• Record excerpts
:::

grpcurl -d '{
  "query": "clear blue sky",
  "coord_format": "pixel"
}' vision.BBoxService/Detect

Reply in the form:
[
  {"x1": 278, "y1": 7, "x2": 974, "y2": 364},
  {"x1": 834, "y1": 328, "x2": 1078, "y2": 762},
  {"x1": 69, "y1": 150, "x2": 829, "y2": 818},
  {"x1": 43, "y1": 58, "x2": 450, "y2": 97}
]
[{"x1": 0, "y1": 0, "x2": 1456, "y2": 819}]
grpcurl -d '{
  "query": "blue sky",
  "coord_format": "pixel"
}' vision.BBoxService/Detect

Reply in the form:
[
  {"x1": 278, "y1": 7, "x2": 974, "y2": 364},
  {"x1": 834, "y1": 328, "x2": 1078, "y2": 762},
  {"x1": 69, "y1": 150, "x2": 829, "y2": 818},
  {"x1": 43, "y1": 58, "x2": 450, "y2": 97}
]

:::

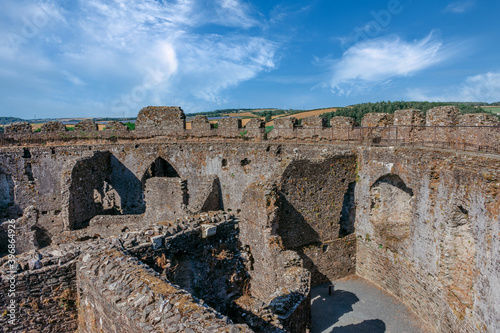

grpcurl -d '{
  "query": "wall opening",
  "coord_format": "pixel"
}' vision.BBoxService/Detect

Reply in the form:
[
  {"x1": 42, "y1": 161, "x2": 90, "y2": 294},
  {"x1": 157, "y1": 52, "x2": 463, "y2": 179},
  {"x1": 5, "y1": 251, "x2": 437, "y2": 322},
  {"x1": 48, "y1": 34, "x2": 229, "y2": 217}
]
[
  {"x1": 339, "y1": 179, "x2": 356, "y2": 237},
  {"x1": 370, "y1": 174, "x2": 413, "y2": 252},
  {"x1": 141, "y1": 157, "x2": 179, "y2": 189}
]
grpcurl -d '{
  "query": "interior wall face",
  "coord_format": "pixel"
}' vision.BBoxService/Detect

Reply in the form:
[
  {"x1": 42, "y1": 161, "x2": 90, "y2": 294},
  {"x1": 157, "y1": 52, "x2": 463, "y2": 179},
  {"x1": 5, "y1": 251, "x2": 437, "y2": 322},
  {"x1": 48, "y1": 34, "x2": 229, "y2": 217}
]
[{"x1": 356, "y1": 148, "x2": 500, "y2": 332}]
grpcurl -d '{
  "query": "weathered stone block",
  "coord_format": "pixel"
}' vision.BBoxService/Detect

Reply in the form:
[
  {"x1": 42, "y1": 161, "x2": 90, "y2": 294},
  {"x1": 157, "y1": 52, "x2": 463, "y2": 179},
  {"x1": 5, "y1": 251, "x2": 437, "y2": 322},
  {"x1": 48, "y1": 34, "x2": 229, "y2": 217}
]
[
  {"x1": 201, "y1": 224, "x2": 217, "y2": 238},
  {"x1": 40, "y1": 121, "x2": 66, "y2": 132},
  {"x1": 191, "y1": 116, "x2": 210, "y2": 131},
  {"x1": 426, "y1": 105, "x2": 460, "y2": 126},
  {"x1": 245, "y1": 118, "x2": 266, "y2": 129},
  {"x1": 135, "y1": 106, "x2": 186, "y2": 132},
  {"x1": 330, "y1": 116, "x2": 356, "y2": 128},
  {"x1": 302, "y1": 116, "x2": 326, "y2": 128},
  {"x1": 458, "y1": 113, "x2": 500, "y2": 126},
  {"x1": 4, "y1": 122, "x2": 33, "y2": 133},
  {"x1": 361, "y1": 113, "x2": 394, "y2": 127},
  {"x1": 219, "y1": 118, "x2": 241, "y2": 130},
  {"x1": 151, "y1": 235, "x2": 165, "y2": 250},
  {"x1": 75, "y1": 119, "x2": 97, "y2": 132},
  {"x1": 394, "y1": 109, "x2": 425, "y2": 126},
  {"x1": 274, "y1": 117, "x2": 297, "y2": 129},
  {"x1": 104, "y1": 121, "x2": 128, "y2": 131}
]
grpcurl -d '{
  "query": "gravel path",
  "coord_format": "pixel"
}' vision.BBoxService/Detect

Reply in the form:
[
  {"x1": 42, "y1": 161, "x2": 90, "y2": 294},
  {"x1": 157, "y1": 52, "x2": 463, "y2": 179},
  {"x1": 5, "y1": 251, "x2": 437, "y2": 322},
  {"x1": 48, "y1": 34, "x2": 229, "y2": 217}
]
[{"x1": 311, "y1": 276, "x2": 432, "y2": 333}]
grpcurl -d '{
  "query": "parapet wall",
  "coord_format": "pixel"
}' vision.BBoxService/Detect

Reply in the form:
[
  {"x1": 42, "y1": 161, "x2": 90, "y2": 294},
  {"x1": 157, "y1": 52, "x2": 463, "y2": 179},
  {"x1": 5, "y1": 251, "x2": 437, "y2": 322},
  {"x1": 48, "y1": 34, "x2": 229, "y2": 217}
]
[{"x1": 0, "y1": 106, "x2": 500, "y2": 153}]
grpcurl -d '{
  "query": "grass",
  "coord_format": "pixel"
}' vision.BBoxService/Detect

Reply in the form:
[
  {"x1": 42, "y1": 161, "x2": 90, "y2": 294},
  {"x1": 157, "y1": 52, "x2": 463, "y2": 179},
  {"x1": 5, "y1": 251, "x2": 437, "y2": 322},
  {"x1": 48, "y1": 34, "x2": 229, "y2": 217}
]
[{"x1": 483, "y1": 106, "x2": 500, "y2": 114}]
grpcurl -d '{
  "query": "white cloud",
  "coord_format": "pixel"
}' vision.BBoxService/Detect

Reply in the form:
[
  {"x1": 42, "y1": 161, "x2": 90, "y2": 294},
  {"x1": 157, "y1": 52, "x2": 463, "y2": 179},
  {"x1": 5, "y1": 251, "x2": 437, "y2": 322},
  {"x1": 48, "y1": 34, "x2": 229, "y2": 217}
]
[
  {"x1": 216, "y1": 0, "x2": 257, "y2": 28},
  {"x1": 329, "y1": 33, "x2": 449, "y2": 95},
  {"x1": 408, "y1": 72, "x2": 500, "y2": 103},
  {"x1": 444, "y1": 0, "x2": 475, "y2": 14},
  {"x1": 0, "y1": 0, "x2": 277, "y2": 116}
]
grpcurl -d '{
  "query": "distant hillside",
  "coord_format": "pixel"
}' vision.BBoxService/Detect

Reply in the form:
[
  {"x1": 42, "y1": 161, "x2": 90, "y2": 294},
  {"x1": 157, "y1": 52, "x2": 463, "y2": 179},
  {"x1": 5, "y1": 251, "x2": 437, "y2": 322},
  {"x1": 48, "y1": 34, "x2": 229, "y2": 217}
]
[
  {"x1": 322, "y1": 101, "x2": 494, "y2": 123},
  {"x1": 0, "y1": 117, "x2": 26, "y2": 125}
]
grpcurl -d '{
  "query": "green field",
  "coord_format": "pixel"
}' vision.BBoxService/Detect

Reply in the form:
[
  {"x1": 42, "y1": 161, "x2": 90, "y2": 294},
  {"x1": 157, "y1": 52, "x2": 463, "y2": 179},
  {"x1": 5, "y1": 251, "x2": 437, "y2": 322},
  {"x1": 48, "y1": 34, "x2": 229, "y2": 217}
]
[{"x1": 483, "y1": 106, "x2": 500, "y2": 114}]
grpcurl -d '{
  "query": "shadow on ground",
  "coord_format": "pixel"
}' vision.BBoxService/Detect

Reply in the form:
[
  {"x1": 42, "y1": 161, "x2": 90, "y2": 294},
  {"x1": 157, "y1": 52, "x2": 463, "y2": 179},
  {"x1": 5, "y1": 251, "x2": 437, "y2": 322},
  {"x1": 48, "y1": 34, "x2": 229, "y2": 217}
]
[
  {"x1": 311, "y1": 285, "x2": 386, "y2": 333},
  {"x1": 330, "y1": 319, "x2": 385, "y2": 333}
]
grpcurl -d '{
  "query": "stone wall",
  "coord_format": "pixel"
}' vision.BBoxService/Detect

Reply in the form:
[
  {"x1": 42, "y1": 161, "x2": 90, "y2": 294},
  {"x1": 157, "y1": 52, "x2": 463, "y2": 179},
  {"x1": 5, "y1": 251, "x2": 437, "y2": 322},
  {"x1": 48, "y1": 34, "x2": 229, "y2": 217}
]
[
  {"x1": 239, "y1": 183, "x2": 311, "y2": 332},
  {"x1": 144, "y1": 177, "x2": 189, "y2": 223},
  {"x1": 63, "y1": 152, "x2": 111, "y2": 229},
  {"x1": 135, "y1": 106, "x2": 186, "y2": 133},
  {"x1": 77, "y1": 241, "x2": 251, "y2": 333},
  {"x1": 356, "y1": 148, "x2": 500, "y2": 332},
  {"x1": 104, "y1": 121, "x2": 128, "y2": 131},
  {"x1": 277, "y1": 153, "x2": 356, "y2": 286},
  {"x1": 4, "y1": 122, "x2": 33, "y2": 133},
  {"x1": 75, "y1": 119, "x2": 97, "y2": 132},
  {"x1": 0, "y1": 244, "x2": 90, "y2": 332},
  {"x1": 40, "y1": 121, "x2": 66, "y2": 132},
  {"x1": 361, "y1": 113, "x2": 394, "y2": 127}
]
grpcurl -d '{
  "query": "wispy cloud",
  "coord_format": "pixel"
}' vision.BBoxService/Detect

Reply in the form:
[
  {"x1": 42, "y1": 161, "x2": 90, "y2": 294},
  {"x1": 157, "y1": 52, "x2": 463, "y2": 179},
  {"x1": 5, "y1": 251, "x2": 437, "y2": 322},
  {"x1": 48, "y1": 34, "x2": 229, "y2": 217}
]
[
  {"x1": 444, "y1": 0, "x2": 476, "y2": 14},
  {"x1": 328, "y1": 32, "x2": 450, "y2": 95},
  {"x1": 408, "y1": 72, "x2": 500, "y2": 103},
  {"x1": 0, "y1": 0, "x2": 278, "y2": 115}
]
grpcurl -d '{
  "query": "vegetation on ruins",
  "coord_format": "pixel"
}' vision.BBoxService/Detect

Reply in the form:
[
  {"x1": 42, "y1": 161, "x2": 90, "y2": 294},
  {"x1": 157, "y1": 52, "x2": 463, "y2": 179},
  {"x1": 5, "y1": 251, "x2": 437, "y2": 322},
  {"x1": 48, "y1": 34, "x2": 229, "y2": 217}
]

:::

• What you have to do
Reproduce every line in the records above that contains the word "wall".

• Result of this exercise
  "query": "wall opening",
  "query": "interior wall face",
  "query": "parapet wall",
  "query": "stone wall",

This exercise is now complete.